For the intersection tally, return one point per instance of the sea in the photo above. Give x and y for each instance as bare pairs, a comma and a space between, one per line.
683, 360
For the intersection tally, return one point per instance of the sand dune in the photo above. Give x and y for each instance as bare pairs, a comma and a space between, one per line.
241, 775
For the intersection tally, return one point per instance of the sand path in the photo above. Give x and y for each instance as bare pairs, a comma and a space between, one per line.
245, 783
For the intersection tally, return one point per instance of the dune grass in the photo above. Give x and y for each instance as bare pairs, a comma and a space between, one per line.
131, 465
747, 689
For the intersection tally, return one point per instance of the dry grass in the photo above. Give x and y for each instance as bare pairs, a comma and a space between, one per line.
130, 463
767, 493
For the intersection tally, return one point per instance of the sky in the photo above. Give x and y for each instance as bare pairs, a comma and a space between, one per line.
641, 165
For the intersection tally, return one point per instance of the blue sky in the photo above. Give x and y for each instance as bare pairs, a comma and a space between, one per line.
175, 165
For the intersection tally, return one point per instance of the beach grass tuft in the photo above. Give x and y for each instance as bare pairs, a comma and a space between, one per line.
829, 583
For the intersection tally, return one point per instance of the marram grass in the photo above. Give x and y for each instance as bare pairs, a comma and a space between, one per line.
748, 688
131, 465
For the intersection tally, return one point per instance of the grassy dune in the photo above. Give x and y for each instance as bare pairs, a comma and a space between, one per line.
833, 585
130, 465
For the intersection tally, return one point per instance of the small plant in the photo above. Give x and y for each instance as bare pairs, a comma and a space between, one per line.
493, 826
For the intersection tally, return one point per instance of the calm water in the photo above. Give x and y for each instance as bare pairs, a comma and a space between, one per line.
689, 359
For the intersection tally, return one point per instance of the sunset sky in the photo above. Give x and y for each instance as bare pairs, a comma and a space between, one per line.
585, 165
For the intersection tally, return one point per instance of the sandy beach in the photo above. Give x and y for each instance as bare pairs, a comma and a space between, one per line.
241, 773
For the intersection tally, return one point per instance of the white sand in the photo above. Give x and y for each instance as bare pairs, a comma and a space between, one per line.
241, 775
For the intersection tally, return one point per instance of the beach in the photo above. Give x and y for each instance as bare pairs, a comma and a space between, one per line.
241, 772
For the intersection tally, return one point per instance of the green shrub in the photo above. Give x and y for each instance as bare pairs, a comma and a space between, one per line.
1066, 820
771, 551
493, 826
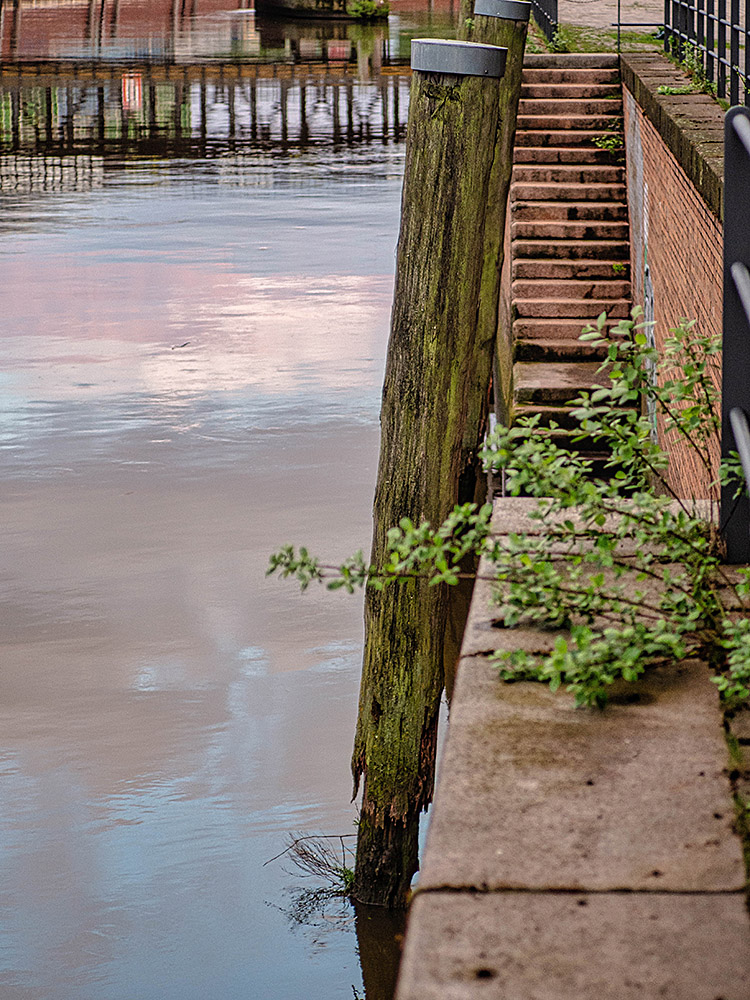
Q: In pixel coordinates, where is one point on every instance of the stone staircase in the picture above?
(569, 250)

◇ ◇ ◇

Objective —
Rewrite the part of the data that runs from the line containing "of the calm" through the end of the data, replacing "intersection tally" with "overlap count" and keeping everything else the same. Leave the pictures out of your answer.

The result —
For the overlap count, return one point per instance of the calm water in the photo above. Give x and y for each instance as bare pairs, a comma and a space between, one per line.
689, 359
For the overlap count, return one point per instance of the sunset sky in the photo above. Give x and y for each instance as bare pairs, a comma and a space between, one per line.
585, 165
For the overlap count, return one point per instance of the sandy beach in the photo above. Give x and y for each instance as bare pairs, a comma and a space between, one per line.
241, 773
For the overlap count, return one point per instance of the white sand in the photo above. Give x and y for each instance as bare pairs, a comma and a space between, one per line.
241, 775
For the overlap count, return one point per instance of the beach in the photo above. Give x and y for each instance as bare pairs, a comma and a space between, one per line.
241, 772
For the overlap count, return one point per instance of the green shrub in the photo above. Give x and y for each instance as bare pairs, a comma and a space between, one per line.
1066, 820
771, 551
493, 826
Q: In pixel coordinates, where is one point on every instance of the stone staircase in the picture above?
(569, 250)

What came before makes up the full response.